> [Task list]:
**A)** List every activity that the interview excerpt below names after the words "That goes for."
**B)** Quote the passage of the interview excerpt below starting at "NM: That’s right, peasants" and ending at "or the countryside.".

-- Excerpt provided follows --

NM: Look, for quite some time now, it has been clear to the world’s decision makers that globalized food systems are totally unsustainable and have high vulnerability built into them. Since at least the food price crisis of 2007-08, governments, corporations, and international bodies such as FAO have known that food sovereignty– the right of people to control and defend their own farming, grazing, fishing and food systems using agroecological principles– is the only responsible way to move away from climate catastrophe and toward resilient food systems. But here is the lesson: the world’s leaders are not going to do anything about it. They will absolutely lead us off the climate cliff, with starvation, war, mass migration, and a lot of fascism to come.
Only the people will solve this. And if we can’t produce our own food, we will not be able to survive the coming storm. What I mean is that right now — not after the November elections, not after they find a vaccine for the novel coronavirus, not after the next crisis, not after Rapture — right now, we can build food sovereignty by practicing agroecology and continuously pushing for justice in every walk of society, from the prison-industrial complex to the heroin epidemic to homelessness, from the banking system and the blatant racism of the Republican party to the unwavering imperialist foreign policy of both major parties. If we are not building a robust popular movement that reflects our values, we’re not being responsible to ourselves, much less the planet and those who will inherit what we leave behind. So our day-to-day can reflect that understanding, and a lot of humble efforts to build on one another’s ideas and actions can add up to big change.
SB: So, for peasants, labor isn’t so much a cost to be minimized but a resource for sustaining livelihoods and agroecosystems. What would a food system, or an economy, look like if we all viewed labor that way?
NM: That’s right, peasants do not necessarily subscribe to the Western dualist thought that separates work from everything else we do and turns our labor into a necessary evil in our lives. It is true that work is a part of life and sometimes we have to do things that are difficult. Just hang out with a peasant for a few hours and you will be marveled by what they can do. It’s true what they say: the real genius is in the working class. In the city or the countryside.
If we conceive of our life energy as something that can contribute to building the world we want to see, and we look for people who are doing things we want to support, then work becomes demystified and we find a tremendous amount of meaning in the many difficult things we do. That goes for spending time with elders, taking care of people’s children, planting, harvesting, building, fixing, healing. We call it movement time, movement labor. Not a new concept. There have always been people who dedicate their time to make sure others have the time to contribute to the social struggle. The key is to be part of a coherent whole that corresponds and reciprocates. Hard to find. But worth the journey.

-- Excerpt provided concluded --
-- Dataset section follows --

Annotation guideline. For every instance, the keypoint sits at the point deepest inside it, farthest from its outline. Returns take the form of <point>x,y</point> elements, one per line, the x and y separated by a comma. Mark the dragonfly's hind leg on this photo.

-- Dataset section concluded --

> [Results for each task]:
**A)**
spending time with elders
taking care of people's children
planting
harvesting
building
fixing
healing

**B)**
NM: That’s right, peasants do not necessarily subscribe to the Western dualist thought that separates work from everything else we do and turns our labor into a necessary evil in our lives. It is true that work is a part of life and sometimes we have to do things that are difficult. Just hang out with a peasant for a few hours and you will be marveled by what they can do. It’s true what they say: the real genius is in the working class. In the city or the countryside.